Work required.
Reproduce the material word for word, from its first line through the line with "[[[125,25],[122,25],[121,29],[125,29]]]", both included.

Material for this task.
>> Begin
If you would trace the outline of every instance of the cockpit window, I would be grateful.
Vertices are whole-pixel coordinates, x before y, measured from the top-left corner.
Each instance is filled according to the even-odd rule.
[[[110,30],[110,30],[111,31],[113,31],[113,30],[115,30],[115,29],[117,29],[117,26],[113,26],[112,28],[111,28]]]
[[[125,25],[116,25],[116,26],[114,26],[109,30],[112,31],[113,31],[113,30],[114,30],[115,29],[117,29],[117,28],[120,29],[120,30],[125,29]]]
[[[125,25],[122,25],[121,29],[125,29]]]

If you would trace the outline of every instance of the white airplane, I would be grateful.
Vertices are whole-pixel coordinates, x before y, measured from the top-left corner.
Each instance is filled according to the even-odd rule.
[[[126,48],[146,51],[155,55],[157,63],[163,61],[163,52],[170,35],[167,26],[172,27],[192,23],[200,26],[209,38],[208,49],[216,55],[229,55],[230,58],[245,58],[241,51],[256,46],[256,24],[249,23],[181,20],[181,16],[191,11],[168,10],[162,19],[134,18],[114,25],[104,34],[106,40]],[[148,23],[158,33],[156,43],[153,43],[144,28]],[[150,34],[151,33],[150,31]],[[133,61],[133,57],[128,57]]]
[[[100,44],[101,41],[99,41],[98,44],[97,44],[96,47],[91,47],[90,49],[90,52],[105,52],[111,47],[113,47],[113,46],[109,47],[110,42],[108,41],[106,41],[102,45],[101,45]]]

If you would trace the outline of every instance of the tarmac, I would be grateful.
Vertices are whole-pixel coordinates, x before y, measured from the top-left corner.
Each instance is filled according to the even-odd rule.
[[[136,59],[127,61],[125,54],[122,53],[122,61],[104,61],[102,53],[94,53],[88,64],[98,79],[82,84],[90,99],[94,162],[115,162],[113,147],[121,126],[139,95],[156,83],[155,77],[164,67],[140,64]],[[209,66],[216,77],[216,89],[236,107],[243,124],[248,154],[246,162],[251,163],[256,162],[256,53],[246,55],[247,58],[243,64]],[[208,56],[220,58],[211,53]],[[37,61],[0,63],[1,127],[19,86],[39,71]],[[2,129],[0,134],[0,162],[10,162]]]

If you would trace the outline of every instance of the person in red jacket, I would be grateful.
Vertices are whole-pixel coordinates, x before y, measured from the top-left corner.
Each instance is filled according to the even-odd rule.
>> End
Answer to the problem.
If you would trace the outline of every instance of the cockpit window, I would be grateful.
Vertices are whole-pixel coordinates, x before y, measured from the top-left corner.
Each instance is filled according to the even-odd rule.
[[[110,30],[110,30],[111,31],[113,31],[113,30],[115,30],[115,29],[117,29],[117,26],[113,26],[112,28],[111,28]]]
[[[125,25],[116,25],[116,26],[114,26],[109,30],[112,31],[113,31],[113,30],[114,30],[115,29],[117,29],[117,28],[120,29],[120,30],[125,29]]]
[[[125,25],[122,25],[121,29],[125,29]]]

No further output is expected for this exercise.